## Records for the exercise
[Start of Attachment]
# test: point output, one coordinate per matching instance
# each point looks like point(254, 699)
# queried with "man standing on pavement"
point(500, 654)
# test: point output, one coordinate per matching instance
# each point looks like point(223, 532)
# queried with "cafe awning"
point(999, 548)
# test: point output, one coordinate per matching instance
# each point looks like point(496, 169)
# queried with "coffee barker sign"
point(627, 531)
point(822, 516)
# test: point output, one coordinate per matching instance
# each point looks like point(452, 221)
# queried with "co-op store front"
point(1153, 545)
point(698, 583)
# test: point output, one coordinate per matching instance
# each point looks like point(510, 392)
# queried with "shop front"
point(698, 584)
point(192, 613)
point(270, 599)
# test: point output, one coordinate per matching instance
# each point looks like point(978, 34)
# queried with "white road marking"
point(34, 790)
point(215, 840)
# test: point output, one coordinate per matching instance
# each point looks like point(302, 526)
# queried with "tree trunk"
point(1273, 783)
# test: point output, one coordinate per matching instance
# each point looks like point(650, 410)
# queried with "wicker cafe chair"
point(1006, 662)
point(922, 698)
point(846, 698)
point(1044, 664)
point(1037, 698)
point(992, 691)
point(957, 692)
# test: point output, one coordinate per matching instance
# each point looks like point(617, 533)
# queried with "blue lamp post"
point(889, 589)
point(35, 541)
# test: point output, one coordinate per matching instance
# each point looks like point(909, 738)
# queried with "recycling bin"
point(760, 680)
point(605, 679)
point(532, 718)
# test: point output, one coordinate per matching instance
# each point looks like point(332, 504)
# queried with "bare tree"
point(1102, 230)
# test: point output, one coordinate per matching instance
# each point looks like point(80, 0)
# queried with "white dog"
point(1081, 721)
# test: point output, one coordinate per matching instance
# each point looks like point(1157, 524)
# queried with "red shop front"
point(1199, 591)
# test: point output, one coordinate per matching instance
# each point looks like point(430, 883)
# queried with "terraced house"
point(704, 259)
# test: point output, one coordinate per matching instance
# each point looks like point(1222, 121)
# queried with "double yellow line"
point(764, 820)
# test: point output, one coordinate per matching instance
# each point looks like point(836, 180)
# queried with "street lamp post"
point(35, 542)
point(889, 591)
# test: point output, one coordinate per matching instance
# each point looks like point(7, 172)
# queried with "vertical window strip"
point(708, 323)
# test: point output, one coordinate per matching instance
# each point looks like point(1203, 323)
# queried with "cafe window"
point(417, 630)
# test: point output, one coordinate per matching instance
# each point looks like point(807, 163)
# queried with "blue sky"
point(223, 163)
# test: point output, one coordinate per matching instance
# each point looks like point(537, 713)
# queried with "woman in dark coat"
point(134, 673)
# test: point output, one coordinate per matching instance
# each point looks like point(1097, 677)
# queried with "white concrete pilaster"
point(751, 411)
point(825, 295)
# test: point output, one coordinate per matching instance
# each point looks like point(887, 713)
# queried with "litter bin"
[End of Attachment]
## What you are asked to do
Set every record down again exactly as written.

## Exercise answer
# test: point output, one coordinate per matching instance
# each point looks like point(254, 699)
# queried with "man standing on pavement"
point(500, 654)
# test: point output, one coordinate per matching instance
# each point looks like point(223, 532)
# queried with "cafe awning"
point(999, 548)
# test: point output, one coordinate per matching instance
# each point looks like point(496, 169)
# queried with "coffee barker sign"
point(627, 531)
point(822, 516)
# test: point output, one coordinate per matching instance
# each point looks like point(452, 221)
# queried with "co-op store front"
point(1153, 545)
point(698, 583)
# test: point output, one coordinate per matching instance
# each point looks like point(510, 392)
# queried with "shop front"
point(698, 584)
point(192, 613)
point(270, 599)
# test: point output, one coordinate per matching instance
# each point looks like point(978, 34)
# queried with "white road marking"
point(34, 790)
point(215, 840)
# test: point output, one coordinate per matching instance
# each point looks like point(302, 526)
# queried with "tree trunk"
point(1273, 783)
# test: point output, one coordinate per matching instance
# each point looks like point(650, 410)
# queried with "wicker cafe chair"
point(1006, 662)
point(922, 698)
point(846, 698)
point(1044, 664)
point(1037, 698)
point(992, 691)
point(957, 692)
# test: point output, one coordinate per matching instance
# each point looks like point(617, 533)
# queried with "blue lamp post"
point(889, 589)
point(35, 541)
# test: point output, one coordinate per matching instance
# each point looks like point(909, 738)
# queried with "recycling bin"
point(760, 680)
point(605, 679)
point(532, 718)
# test: point output, one coordinate per matching instance
# each point looks like point(332, 504)
# queried with "bare tree"
point(1102, 230)
# test: point output, one coordinate per matching instance
# each point looks like point(80, 0)
# queried with "white dog"
point(1081, 721)
# test: point output, one coordinate per matching instance
# each point looks like point(1157, 524)
# queried with "red shop front"
point(1199, 591)
# test: point output, one coordinate per matching instance
# each point looks like point(430, 883)
# queried with "terraced house"
point(704, 259)
# test: point output, one coordinate per matching instance
# each point looks like point(1222, 121)
# queried with "double yellow line"
point(764, 820)
# test: point output, one coordinate per matching instance
# each point looks like point(836, 180)
# queried with "street lamp post"
point(35, 542)
point(889, 591)
# test: point output, one coordinate per matching instance
# each point looks like point(7, 172)
# queried with "vertical window strip"
point(708, 323)
# test: point output, one coordinate per matching instance
# each point looks like point(1203, 323)
# queried with "cafe window"
point(417, 630)
# test: point output, one coordinate per matching instance
# each point looks like point(807, 163)
# queried with "blue sky"
point(223, 163)
# test: point output, one coordinate per matching instance
# each point looks like point(537, 713)
# queried with "woman in dark coat"
point(134, 673)
# test: point output, one coordinate per matching instance
# each point looks like point(1097, 677)
# queried with "white concrete pilaster"
point(751, 411)
point(825, 295)
# test: point output, one coordinate per matching instance
# each point looks like point(887, 713)
# queried with "litter bin"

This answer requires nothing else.